Ignoring the pictures, copy the data exactly.

━━━━━ Data

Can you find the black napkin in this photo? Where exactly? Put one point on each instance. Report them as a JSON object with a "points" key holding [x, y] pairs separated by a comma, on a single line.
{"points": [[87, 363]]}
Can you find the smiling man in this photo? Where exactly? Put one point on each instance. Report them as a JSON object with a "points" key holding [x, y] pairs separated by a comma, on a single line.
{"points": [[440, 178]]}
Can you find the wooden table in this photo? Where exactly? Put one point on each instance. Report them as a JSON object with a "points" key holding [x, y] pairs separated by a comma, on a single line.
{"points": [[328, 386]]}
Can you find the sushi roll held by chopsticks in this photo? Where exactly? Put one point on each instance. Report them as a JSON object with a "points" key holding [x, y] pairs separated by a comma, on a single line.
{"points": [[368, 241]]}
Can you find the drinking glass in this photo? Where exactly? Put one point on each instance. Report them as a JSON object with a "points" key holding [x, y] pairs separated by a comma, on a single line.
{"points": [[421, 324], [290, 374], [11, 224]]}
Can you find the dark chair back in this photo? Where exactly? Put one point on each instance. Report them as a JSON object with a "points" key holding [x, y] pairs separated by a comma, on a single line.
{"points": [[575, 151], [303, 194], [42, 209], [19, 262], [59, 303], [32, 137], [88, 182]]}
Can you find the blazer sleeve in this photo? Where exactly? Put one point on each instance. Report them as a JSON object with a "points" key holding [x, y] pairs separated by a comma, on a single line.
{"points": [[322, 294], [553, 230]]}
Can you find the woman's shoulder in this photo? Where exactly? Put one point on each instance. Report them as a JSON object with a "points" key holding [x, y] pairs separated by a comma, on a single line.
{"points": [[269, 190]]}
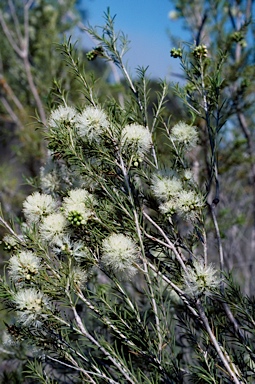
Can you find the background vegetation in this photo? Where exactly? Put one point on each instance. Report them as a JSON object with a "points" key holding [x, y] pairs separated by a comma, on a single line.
{"points": [[150, 328]]}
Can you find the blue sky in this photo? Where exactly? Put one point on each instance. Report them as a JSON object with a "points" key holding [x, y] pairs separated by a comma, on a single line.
{"points": [[146, 23]]}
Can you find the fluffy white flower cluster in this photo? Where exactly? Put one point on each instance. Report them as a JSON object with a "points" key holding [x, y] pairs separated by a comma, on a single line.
{"points": [[137, 138], [41, 210], [184, 134], [23, 266], [38, 205], [119, 252], [175, 199], [31, 306], [200, 279]]}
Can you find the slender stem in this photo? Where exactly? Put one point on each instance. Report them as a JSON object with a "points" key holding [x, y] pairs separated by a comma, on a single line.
{"points": [[170, 245], [149, 283], [117, 364], [219, 349], [220, 247]]}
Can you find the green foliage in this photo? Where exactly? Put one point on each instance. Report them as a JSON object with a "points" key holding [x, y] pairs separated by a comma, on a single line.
{"points": [[110, 277]]}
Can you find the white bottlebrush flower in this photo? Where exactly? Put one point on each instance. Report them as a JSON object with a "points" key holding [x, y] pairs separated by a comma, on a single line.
{"points": [[31, 306], [169, 207], [165, 187], [199, 279], [10, 242], [189, 204], [23, 266], [62, 115], [185, 135], [77, 207], [38, 205], [119, 252], [137, 138], [49, 181], [52, 228], [188, 175], [78, 277], [92, 123]]}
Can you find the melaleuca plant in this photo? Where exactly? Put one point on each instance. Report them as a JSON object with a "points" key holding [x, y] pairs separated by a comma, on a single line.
{"points": [[109, 277]]}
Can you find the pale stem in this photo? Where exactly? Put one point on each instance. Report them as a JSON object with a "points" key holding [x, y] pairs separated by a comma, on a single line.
{"points": [[220, 247], [7, 226], [74, 366], [169, 243], [117, 364], [10, 111], [217, 347], [82, 331], [174, 286], [149, 284]]}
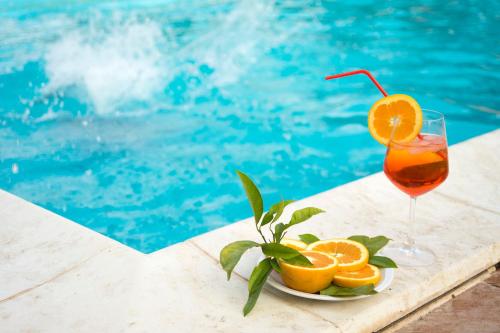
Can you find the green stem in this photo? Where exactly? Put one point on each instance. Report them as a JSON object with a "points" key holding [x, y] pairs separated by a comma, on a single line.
{"points": [[261, 235]]}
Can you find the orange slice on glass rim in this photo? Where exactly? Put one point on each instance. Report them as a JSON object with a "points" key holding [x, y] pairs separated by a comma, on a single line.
{"points": [[367, 275], [352, 256], [396, 115], [310, 279]]}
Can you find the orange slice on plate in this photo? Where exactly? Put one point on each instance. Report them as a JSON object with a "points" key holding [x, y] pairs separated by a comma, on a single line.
{"points": [[367, 275], [351, 255], [310, 279], [294, 244], [396, 115]]}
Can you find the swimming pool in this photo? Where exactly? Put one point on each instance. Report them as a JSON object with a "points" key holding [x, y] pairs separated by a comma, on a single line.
{"points": [[131, 117]]}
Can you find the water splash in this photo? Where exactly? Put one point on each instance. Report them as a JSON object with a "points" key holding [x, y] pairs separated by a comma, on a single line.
{"points": [[111, 67]]}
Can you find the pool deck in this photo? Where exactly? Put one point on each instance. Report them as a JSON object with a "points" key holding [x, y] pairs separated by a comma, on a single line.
{"points": [[57, 276]]}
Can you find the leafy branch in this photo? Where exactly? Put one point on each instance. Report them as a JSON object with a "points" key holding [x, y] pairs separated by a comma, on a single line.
{"points": [[275, 252]]}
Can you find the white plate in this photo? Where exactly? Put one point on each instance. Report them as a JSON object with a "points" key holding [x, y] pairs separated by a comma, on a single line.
{"points": [[275, 281]]}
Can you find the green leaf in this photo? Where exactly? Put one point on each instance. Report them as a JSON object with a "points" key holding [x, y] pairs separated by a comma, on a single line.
{"points": [[275, 211], [308, 238], [278, 231], [231, 254], [279, 251], [281, 208], [256, 282], [275, 264], [299, 260], [372, 244], [337, 291], [382, 262], [253, 196], [268, 217], [376, 243], [303, 214]]}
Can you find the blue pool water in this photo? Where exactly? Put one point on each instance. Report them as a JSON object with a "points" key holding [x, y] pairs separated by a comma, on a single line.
{"points": [[131, 117]]}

━━━━━━━━━━

**Finished exercise**
Can you find the black napkin in this photo? Where exactly? Put one point on each instance. Report them as a JSON object with a "points" key holding [x, y] pairs separated by a comma, on a single line.
{"points": [[87, 363]]}
Can you find the smiling man in this photo? Where exactly? Put one point on each instance. Report them as a JSON object with a "points" key holding [x, y] pairs separated by a comma, on a single line.
{"points": [[440, 178]]}
Can you find the wooden table in this photo? Where exactly? Put one point on each instance. Report them as a JSON object with a "points" key holding [x, y] pairs separated by a comma, on a single line.
{"points": [[328, 386]]}
Can you find the sushi roll held by chopsticks in this photo? Where exactly? Put one point on each instance. Report them as a JSON object with a "points" key holding [x, y] pairs separated by a comma, on a single line.
{"points": [[368, 241]]}
Can you find the drinking glass in this photo? Where exactly? Put one point on each instance. Report them as a JSON object with a "points" key holding [x, y] pairs separated by a comma, on a single line.
{"points": [[421, 324], [290, 374], [11, 224]]}
Can you find the dark chair back in this photo? Where exactly? Put one point on each instance. Report them as a JSON object with a "points" key holding [x, y] pairs separated by a comma, on a single line.
{"points": [[575, 151], [303, 194], [42, 209], [19, 262], [59, 303], [32, 137], [88, 182]]}
Can you find the blazer sleeve in this photo? Where exactly? Put one point on each instance. Report them as a JSON object with a "points" key holding [x, y] pairs separated by a comma, on a single line.
{"points": [[322, 294], [553, 230]]}
Can you find the woman's shoulder in this photo? Where exactly? Put one point on each instance. Report them as a JSON object with a "points" key holding [x, y] pairs separated by a comma, on a single line.
{"points": [[269, 190]]}
Can you find the background vegetation in this photo? Where exactly? Put one point on each instance. Report them as a JSON object with a "points" key holding [x, y] pairs separated by a comma, on a single line.
{"points": [[150, 328]]}
Can you find the blue sky in this photo? Where exactly? Put one point on each instance. Report them as a JSON object with a "points" key holding [x, y] pairs separated by a comma, on a single line.
{"points": [[146, 23]]}
Can you find the fluffy white flower cluster in this photo? Where exactly? Put one point on each instance. Report them as a JSON object with a "points" key holding [x, y] pairs separated by a comma, on a single line.
{"points": [[137, 138], [41, 210], [184, 134], [23, 266], [38, 205], [119, 252], [175, 199], [31, 306], [200, 279]]}
Can you find the slender stem in this photo? Where exactly? Put one point on each instance. Report them as a JSON object with a "points" key holding [x, y] pairs separated by a comma, on a single line.
{"points": [[170, 245], [149, 283], [117, 364], [219, 349], [220, 247]]}
Can you find the green foliage in this photo? Where exactly? Put one point on each instance. Report them as a JSON object with a "points" key holding [x, y] pairs separated by a comma, on a single line.
{"points": [[110, 277]]}
Can you find the white bottlebrush flower in this photo? Where exactly? Put one point on each instance. Report them as a JSON object with a "points" key holding [x, y] pairs separated by a comma, on a single line.
{"points": [[31, 306], [169, 207], [165, 187], [199, 279], [10, 242], [189, 204], [23, 266], [62, 115], [185, 135], [77, 207], [38, 205], [119, 252], [137, 138], [49, 181], [52, 228], [188, 175], [78, 277], [92, 123]]}
Can you find the melaleuca plant in this photo? Where exactly? Put one point on each instance. Report them as a JSON object with a "points" key holding [x, y] pairs separated by a comma, on a single line.
{"points": [[109, 277]]}
Can you find the pale stem in this photo? Where exactly? Put one point on each instance. Report them as a JSON object with a "points" key holding [x, y] pairs separated by a comma, on a single line.
{"points": [[220, 247], [7, 226], [74, 366], [169, 243], [117, 364], [10, 111], [217, 347], [82, 331], [174, 286], [149, 284]]}
Can you find the green stem in this photo? Where exactly? Put one point on each instance. Report them as a JSON object with a "points" key holding [x, y] pairs separated by a comma, on a single line.
{"points": [[261, 235]]}
Can you find the orange slice on glass rim in this photo? Where exactly? Put one point on each instance. Report them as a JSON object with a "points" key holding [x, y] pairs separated by a comma, on a single line.
{"points": [[367, 275], [352, 256], [396, 115], [310, 279]]}
Can you find the orange slice on plate in this photo? Where exactly? Put one point on each instance. Report them as a JSON object with a "points" key holding [x, y] pairs separated by a comma, on a single line.
{"points": [[367, 275], [351, 255], [310, 279], [294, 244], [396, 115]]}
Can you find the swimming pool in this photo? Where exactly? Put one point on each instance. Report them as a JSON object with a "points" key holding [x, y] pairs separated by a comma, on a single line.
{"points": [[131, 117]]}
Can you find the water splash in this photo? Where exactly? Put one point on each instance. Report them as a JSON object with a "points" key holding [x, y] pairs separated by a comma, on a single line.
{"points": [[111, 67]]}
Can you find the pool deck in this photo? Where exactly? Put one point on each instance. Report them as a JSON object with a "points" key holding [x, y] pairs separated by a comma, on a single line.
{"points": [[57, 276]]}
Can you find the leafy branch in this photo? Where exactly? Put one point on each instance. Report them as a JSON object with a "points" key holding [x, y] pairs separated by a comma, on a single line.
{"points": [[275, 252]]}
Can you find the white plate in this photo? Where exactly? Put one point on each instance. Report them as a JSON object with a "points" key holding [x, y] pairs separated by a comma, on a single line.
{"points": [[275, 281]]}
Can you find the green leaf in this photo? Where exactly? Put one point on each instance. Report them as a JSON object with a "points" key holding [x, y] pairs separated by a comma, on a single line.
{"points": [[275, 211], [308, 238], [278, 231], [231, 254], [279, 251], [281, 208], [256, 282], [275, 264], [299, 260], [372, 244], [337, 291], [382, 262], [253, 196], [268, 217], [376, 243], [303, 214]]}
Can you find the blue pool water in this photo? Where exactly? Put one point on each instance. Report them as a JSON object with a "points" key holding [x, y] pairs separated by a comma, on a single line.
{"points": [[131, 117]]}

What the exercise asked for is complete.